═══ Dataset records ═══
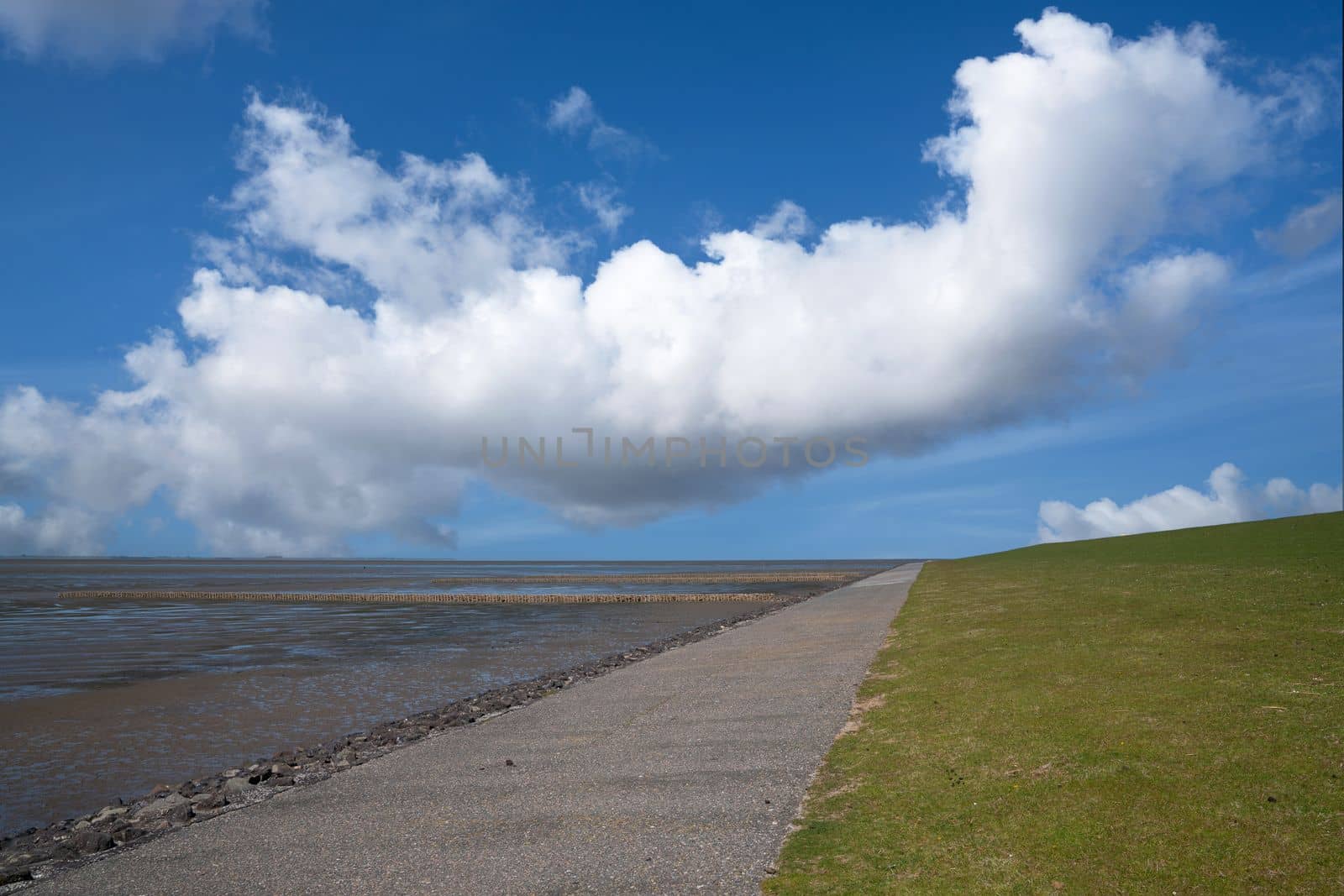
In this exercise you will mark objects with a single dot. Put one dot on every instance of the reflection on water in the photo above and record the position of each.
(107, 699)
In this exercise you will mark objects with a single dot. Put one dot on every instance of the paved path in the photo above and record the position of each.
(676, 774)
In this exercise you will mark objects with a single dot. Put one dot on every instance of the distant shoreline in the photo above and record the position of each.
(398, 597)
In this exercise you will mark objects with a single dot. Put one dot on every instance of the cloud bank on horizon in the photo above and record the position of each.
(1227, 500)
(366, 324)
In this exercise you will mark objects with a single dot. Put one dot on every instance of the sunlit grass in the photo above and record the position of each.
(1156, 714)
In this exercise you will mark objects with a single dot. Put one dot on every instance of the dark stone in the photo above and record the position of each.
(92, 841)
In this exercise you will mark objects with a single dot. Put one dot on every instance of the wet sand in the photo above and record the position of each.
(167, 692)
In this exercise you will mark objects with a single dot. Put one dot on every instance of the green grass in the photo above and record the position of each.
(1155, 714)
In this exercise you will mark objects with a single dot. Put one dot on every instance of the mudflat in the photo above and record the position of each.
(675, 774)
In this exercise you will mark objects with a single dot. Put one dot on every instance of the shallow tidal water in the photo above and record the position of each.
(105, 699)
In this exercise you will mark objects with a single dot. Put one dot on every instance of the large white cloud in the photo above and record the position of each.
(1227, 500)
(104, 31)
(366, 324)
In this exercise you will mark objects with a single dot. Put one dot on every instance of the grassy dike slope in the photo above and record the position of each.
(1152, 714)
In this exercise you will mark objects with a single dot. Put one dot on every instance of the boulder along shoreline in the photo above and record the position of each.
(39, 853)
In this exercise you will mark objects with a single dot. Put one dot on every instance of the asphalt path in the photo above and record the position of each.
(676, 774)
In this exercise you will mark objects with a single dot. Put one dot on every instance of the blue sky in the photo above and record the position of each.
(116, 168)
═══
Request: Reproduce only the lines between the line containing "the wet sand" and the last line of the records, those two lines included, exactly.

Completed task:
In this exercise you will mark objects with a single dot. Put one dot on every instance of the wet sand in the photo above and record the position of each.
(167, 692)
In this exercise you will mark objects with a single dot. Put one dot on every instance of the green grass in the photo above and record the position of each.
(1155, 714)
In this exercise you will mark objects with a single dot. Put one dot on every instance of the mudflat in the photo above and record the position of each.
(675, 774)
In this exercise you will mark objects with a single dot. Put one dot on every instance of the shallow tidal water in the photo above and record the position of each.
(105, 699)
In this exercise you will mark objects with a single dot. Put one dot on every instance of the large white cloud in the photo above and record the position of each.
(1227, 500)
(104, 31)
(366, 324)
In this exercise you will mark objects with a single dot. Put one dot on every instance of the grassy dike slope in the photo above and record the position of each.
(1152, 714)
In this exercise you will mark objects with a single dot. Put one dot on every instance of the boulder along shoreline in the photo above and record the position of each.
(39, 853)
In this exercise you will mark objects with a single dot. Put one dot on every instance of the asphalt path in the photo above and record the position of each.
(676, 774)
In this exercise you will mark objects with a single dot. Put one dot on every instance of the blue sky in the photo above and record the position of each.
(116, 168)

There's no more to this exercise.